## Prompt 1
Show every line of the rows below that contains the word "hand".

## Passage shown
------------

It is a fairly simple process (Score:2, Informative)

by IndustrialComplex ( 975015 ) writes:

I remember doing something similar to this while an undergrad at Penn State. It was just an undergraduate computer vision course, but one of our exercises involved identifying common reference points from one or more images of the same object. These points can then be used to make an estimation of parallax between the images. It is really fun to play with since you can use a few still images to create the illusion that a camera is panning around the object. Of course, that example is quite simple. It i
- Re:It is a fairly simple process (Score:1)
  
  by javachip ( 934245 ) writes:
  
  Uhhh, what I'm trying to understand is how this routine is supposed to figure out what the other sides of all of those 3D objects look like. I grant you that some objects are uniform across their 3 dimensions, but most are not.
  
  Naturally, I have not RFTA yet, but common sense dictates some basic limitations to a routine such as this.
  - Facial Recognition applications. (Score:1)
    
    by IndustrialComplex ( 975015 ) writes:
    
    You are absolutely correct that it won't be able to tell what the 'reverse' side looks like, other than they will know that it has to be within certain size constraints.
    
    So if I'm looking at a football, I won't be able to tell what is behind it from a single picture. You would have a blind spot, that would grow based upon the vectors from the image aperture to the edges of the object.
    
    However, this could be a breakthrough for facial recognition. Given a facial photo, if they are able to extract the di
- Re:It is a fairly simple process (Score:1)
  
  by IndustrialComplex ( 975015 ) writes:
  
  Oh, reading further, it says they are doing so from a single 2d image. In that case, this is even more interesting.
Shits & Giggles (Score:1)

by Joebert ( 946227 ) writes:

By 1980 most had concluded that the feat was either impossible or, if possible, computationally impractical.

Nice to see we're doing things for shits & giggles, is this some sort of practical joke ?
- Re:Shits & Giggles (Score:1)
  
  by Trigun ( 685027 ) writes:
  
  The best way to get things done is to state that it is an impossible task.
  - Re:Shits & Giggles (Score:2, Funny)
    
    by Joebert ( 946227 ) writes:
    
    hmmmm.
    
    I've got so many bills, it would be impossible for even the entire Slashdot reader base to pay them all.
    - Re:Shits & Giggles (Score:2)
      
      by LunaticTippy ( 872397 ) writes:
      
      I've got about $5k I'm not using, so I could pay your bills myself.
      But I won't. Now that I've proved it is possible, there is no need to do it.

------------

(Rows from a data collection)

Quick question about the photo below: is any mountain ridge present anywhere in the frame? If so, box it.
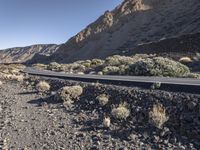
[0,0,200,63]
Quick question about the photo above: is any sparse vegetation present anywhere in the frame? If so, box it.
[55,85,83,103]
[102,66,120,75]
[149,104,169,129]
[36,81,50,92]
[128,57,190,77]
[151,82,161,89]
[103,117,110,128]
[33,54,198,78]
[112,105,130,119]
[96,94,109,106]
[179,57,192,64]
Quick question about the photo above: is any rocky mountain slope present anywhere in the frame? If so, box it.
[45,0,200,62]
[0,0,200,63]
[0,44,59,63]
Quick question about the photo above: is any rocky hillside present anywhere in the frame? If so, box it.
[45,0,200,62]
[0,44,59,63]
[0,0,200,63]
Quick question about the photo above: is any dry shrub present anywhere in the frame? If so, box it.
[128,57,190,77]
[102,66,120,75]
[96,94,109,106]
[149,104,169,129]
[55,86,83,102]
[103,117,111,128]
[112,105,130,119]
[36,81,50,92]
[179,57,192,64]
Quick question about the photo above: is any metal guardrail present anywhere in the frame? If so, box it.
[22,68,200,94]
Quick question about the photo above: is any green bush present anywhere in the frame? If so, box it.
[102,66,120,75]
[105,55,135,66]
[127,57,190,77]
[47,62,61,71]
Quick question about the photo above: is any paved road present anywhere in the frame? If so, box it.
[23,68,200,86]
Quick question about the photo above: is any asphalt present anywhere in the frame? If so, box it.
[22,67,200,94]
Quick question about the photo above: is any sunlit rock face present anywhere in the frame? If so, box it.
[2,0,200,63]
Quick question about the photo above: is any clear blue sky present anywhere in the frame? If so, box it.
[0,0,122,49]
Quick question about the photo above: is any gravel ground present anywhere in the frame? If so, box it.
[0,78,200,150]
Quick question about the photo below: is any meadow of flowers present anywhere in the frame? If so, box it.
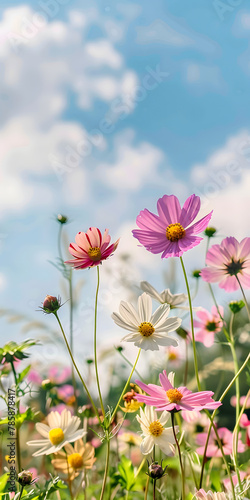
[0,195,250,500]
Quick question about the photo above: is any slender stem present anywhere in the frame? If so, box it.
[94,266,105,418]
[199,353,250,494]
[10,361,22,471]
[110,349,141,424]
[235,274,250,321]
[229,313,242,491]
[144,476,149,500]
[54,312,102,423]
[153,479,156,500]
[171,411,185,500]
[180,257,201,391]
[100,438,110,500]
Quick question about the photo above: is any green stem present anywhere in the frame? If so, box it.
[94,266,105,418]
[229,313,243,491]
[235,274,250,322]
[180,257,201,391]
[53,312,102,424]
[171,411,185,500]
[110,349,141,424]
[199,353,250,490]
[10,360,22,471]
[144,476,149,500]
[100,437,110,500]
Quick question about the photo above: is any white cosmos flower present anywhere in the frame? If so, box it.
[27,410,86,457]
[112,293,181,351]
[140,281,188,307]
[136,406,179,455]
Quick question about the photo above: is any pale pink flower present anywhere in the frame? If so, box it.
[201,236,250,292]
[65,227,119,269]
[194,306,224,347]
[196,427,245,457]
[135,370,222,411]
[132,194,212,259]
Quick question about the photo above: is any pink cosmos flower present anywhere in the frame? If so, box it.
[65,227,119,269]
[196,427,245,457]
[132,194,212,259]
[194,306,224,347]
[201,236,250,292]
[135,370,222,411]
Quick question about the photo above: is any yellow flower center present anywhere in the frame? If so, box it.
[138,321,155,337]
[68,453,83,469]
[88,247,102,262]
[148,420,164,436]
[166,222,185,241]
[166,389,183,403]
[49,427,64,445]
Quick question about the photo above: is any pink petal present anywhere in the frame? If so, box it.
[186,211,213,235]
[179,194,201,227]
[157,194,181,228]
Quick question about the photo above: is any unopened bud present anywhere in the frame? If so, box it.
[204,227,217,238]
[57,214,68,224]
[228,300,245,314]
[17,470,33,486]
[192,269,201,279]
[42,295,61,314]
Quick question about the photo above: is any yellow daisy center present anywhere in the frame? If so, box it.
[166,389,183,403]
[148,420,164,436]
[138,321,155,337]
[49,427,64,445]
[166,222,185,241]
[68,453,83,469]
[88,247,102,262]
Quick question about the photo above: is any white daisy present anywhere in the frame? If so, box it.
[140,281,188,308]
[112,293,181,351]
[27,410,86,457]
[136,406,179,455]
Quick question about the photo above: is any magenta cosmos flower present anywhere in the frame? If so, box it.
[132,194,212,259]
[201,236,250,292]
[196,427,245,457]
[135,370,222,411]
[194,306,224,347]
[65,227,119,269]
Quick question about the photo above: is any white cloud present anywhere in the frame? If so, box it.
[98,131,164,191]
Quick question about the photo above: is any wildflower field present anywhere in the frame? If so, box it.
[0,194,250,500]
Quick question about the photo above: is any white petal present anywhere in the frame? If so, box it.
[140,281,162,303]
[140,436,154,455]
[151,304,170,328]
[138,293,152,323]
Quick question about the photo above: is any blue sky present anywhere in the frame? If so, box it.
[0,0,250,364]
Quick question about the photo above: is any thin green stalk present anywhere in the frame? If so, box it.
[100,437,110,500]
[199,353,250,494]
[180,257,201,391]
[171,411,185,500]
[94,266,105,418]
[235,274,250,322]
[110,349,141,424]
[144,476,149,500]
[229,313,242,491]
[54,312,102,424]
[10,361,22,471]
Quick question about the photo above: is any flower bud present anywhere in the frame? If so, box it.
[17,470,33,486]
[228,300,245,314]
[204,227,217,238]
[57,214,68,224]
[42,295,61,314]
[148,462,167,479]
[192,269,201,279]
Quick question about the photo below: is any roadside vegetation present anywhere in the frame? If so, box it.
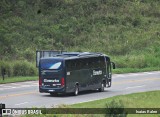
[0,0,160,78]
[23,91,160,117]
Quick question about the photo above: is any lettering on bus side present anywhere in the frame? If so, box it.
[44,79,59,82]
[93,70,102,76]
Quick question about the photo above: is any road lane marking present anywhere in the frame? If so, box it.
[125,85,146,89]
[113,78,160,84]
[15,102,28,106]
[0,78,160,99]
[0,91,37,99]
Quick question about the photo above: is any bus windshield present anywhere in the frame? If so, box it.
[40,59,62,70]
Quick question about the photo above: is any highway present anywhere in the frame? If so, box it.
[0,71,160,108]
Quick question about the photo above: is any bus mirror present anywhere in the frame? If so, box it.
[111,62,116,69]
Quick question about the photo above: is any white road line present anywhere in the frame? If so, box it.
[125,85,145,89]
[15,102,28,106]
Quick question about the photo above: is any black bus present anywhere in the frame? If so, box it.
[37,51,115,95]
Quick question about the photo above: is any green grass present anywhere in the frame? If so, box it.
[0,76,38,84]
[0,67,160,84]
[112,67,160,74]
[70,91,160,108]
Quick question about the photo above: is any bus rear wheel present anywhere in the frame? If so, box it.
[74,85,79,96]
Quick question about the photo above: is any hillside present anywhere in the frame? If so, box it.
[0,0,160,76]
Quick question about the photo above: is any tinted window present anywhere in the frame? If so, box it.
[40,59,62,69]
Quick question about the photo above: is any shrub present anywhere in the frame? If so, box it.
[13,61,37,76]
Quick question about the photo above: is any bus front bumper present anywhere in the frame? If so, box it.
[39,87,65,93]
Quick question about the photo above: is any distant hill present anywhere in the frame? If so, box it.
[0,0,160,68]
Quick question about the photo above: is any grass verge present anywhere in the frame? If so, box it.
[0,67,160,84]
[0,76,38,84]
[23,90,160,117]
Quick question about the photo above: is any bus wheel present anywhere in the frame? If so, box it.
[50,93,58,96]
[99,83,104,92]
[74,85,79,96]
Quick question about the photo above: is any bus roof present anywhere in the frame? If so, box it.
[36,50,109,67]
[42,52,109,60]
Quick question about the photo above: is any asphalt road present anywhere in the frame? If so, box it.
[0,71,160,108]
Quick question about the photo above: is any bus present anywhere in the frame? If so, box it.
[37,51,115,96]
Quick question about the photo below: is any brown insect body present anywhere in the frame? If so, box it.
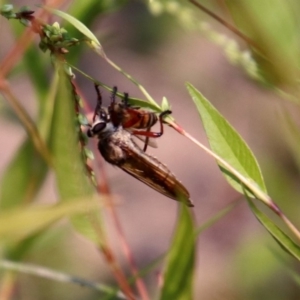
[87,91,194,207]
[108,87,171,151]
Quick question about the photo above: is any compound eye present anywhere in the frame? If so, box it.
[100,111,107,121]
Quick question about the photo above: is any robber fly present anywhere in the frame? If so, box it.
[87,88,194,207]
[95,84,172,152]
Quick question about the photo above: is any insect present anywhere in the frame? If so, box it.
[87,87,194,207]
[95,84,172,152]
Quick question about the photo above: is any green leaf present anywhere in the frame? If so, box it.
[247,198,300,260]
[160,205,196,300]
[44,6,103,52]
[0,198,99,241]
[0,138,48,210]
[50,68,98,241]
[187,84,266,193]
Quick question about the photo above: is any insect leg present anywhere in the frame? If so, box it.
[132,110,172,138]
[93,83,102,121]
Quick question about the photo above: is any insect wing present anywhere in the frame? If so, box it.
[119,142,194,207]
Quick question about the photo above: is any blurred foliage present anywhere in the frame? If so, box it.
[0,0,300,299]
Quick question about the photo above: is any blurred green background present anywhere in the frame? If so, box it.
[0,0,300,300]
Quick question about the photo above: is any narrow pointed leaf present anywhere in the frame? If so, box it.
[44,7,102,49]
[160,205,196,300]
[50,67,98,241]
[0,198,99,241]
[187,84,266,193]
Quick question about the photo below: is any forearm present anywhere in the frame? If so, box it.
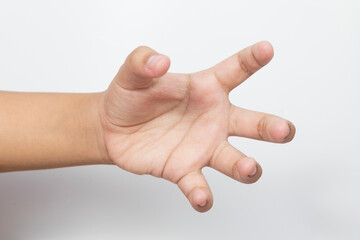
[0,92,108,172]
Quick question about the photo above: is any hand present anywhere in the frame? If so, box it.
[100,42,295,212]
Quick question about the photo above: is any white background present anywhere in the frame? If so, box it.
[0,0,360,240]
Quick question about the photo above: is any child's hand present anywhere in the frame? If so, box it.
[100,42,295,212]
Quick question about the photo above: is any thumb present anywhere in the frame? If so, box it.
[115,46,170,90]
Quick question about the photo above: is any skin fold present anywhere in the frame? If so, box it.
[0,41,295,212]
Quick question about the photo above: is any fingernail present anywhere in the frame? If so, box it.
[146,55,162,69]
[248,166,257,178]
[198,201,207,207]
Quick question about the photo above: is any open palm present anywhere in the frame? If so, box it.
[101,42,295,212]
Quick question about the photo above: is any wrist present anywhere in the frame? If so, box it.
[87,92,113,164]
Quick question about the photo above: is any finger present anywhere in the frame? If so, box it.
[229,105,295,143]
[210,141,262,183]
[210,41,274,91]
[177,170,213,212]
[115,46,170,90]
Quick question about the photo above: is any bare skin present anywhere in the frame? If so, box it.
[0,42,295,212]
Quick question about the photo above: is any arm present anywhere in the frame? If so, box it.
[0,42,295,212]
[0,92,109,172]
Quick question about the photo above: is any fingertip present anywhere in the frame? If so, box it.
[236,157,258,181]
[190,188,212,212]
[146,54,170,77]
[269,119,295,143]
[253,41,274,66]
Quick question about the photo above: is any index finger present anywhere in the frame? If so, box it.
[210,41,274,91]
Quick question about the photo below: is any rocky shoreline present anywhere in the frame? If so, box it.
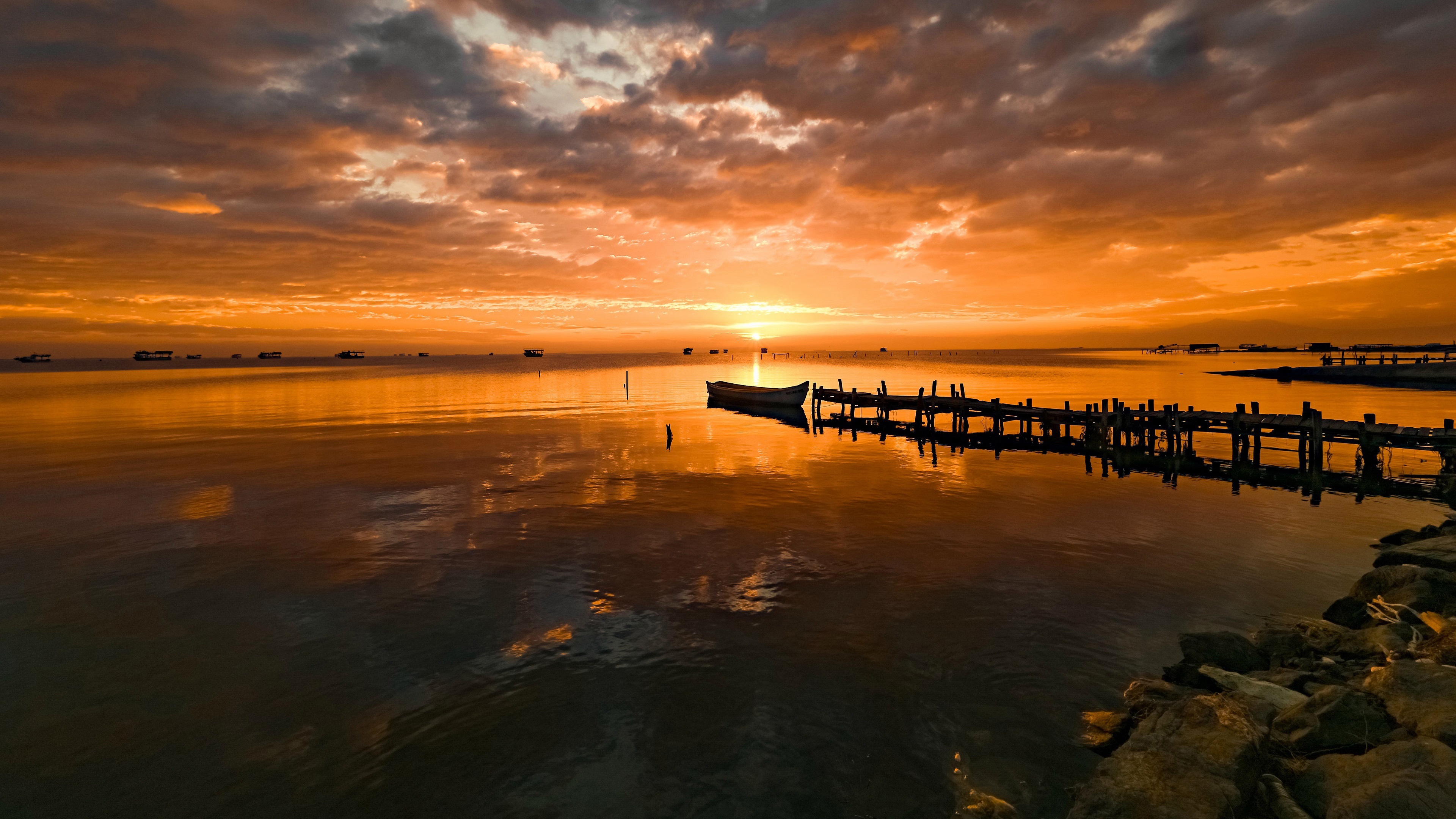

------------

## Prompt 2
Answer these questions about the thread above:
(a) At which university was the first commenter an undergraduate when taking the computer vision course?
(b) According to the line that Joebert quotes, by what year had most concluded that the feat was impossible or computationally impractical?
(c) How much money does LunaticTippy say they have but are not using?

## Output 1
Quick question about the photo above: is any hand present anywhere in the frame? If so, box it.
Quick question about the photo above: is any child's hand present anywhere in the frame? If so, box it.

## Output 2
(a) Penn State
(b) 1980
(c) About $5k